— Exercise objective —
According to the spark-history-cli project description, what is the default address of the Spark History Server?

— Exercise text —
'''
Skip to main content

CLI for querying the Apache Spark History Server REST API

Project description

spark-history-cli

A CLI for querying the Apache Spark History Server REST API.

Prerequisites

  • Python 3.10+
  • A running Spark History Server (default: http://localhost:18080)

Start the History Server:

$SPARK_HOME/sbin/start-history-server.sh

Installation

cd spark-history-cli
pip install -e .

Or install from PyPI:

pip install spark-history-cli

Install as agent skills

Install skills for any supported agent (Claude Code, Copilot, Cursor, Codex, and 39 more):

npx skills add yaooqinn/spark-history-cli

This installs two skills:

  • spark-history-cli — Query the Spark History Server
  • spark-advisor — Diagnose, compare, and optimize Spark applications

Or install via the bundled CLI command (Copilot CLI / Claude Code only):

spark-history-cli install-skill

Usage

REPL Mode (default)
'''
— Material shown —
'''
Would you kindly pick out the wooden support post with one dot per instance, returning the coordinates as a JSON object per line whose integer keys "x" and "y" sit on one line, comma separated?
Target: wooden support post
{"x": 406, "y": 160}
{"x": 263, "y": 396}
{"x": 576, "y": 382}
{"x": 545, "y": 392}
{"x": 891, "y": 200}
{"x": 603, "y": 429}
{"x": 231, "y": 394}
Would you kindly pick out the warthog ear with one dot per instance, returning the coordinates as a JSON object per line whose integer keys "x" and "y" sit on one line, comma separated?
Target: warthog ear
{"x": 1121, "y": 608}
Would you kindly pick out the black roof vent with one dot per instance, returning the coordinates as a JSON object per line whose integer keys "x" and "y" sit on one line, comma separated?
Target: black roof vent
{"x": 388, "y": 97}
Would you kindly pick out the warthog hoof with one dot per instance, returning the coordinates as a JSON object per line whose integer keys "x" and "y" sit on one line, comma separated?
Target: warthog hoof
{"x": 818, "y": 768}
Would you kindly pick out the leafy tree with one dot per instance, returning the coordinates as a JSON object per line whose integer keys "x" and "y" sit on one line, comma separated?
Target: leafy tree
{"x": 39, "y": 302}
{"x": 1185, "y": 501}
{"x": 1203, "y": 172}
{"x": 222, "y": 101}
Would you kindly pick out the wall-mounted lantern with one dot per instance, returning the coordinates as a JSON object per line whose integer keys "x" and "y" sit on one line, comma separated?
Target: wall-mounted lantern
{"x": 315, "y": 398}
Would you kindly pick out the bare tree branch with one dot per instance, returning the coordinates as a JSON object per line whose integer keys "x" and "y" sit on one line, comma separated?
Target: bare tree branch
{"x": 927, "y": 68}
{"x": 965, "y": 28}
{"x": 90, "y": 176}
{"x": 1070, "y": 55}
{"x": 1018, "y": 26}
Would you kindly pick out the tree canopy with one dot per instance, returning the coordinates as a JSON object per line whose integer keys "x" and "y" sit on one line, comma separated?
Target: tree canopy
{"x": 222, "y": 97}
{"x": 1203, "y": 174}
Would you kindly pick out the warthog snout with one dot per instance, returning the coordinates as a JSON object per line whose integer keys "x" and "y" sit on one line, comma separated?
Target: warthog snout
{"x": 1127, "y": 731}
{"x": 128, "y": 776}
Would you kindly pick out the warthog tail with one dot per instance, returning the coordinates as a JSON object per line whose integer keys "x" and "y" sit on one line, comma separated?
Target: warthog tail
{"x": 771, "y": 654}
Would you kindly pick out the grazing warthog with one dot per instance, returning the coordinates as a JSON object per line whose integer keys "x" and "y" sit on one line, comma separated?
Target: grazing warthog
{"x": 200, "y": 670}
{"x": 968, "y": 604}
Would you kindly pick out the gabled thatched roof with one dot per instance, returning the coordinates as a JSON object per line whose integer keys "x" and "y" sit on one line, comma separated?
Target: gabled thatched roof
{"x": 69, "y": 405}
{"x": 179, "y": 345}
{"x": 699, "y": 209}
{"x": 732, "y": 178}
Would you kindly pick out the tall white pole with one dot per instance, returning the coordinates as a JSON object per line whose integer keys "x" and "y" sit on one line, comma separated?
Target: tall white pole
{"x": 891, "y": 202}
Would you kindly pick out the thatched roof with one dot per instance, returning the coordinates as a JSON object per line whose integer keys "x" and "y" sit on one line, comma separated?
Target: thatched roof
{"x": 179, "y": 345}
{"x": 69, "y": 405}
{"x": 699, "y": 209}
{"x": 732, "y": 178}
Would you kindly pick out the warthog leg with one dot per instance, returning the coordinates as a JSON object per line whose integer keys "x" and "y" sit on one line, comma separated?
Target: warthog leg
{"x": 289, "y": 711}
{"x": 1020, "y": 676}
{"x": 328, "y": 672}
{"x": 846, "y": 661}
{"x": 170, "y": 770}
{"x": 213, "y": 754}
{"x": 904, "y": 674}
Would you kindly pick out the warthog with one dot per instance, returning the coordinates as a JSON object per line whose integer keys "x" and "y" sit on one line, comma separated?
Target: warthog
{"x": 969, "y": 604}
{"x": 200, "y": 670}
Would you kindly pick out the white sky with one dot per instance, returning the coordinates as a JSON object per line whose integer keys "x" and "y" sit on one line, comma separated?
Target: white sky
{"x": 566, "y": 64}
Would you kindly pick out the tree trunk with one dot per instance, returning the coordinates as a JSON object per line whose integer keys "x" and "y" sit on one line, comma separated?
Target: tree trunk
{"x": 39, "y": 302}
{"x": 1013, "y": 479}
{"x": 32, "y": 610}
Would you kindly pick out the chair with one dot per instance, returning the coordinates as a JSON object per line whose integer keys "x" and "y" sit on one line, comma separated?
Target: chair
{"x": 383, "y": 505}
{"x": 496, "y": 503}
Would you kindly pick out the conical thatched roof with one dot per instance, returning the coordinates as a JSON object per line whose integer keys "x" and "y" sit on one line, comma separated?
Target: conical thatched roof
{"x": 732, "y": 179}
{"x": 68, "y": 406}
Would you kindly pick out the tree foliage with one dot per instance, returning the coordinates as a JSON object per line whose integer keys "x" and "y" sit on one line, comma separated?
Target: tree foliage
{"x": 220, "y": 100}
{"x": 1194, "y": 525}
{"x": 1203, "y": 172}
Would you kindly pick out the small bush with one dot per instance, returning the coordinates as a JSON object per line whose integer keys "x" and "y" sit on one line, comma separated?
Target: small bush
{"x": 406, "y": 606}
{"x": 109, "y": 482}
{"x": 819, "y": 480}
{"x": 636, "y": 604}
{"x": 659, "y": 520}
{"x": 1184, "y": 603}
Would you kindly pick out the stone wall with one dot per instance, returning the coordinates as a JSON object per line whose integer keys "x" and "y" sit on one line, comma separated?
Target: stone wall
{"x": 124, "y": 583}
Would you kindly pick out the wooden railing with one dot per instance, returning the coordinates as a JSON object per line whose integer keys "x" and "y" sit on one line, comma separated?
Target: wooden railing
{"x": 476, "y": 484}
'''
— Written answer —
http://localhost:18080